::: DATA SHOWN :::

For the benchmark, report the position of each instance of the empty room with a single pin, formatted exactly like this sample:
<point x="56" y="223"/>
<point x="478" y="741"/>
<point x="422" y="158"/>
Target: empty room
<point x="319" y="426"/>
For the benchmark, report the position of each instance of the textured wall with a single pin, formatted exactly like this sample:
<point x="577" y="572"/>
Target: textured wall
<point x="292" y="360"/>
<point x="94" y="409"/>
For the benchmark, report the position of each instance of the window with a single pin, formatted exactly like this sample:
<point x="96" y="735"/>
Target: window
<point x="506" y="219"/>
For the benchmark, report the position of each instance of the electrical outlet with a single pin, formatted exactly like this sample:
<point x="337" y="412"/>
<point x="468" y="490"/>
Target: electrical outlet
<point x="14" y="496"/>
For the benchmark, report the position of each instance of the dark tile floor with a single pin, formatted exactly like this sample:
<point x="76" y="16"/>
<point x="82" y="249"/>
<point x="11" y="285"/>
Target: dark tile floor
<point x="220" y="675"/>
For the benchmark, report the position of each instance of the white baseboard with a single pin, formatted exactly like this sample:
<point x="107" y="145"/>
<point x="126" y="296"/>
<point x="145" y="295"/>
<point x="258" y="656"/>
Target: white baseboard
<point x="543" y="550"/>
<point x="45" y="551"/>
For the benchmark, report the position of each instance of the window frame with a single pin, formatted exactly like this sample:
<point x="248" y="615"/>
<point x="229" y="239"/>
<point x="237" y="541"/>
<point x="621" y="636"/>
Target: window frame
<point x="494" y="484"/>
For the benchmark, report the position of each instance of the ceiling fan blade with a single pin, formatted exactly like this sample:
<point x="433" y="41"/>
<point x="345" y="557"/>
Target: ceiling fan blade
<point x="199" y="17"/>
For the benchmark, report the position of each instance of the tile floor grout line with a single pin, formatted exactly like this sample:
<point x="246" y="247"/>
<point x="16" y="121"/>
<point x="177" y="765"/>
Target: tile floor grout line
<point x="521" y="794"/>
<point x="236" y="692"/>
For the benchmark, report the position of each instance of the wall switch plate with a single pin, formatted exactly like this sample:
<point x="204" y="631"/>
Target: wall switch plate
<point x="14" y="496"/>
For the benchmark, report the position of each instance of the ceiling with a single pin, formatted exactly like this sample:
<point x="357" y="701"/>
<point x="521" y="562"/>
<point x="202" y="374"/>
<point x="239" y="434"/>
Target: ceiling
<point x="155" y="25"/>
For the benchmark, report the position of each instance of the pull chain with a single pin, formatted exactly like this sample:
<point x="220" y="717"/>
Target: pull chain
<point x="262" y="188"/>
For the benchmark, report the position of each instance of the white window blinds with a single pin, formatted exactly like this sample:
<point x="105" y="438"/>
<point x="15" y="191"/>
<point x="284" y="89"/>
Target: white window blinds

:::

## WHAT NEEDS TO BE DONE
Reproduce exactly the line containing "of the pull" and every line after it through the end of the records above, and nothing else.

## COMPLETE RESPONSE
For the benchmark, report the position of each instance of the pull chain with a single pin, formatted exactly like this sample:
<point x="220" y="717"/>
Target: pull chain
<point x="262" y="188"/>
For the benchmark, report the position of each instance of the white window blinds with a single pin, formatted exactly like this sample:
<point x="105" y="438"/>
<point x="15" y="191"/>
<point x="284" y="89"/>
Target: white window blinds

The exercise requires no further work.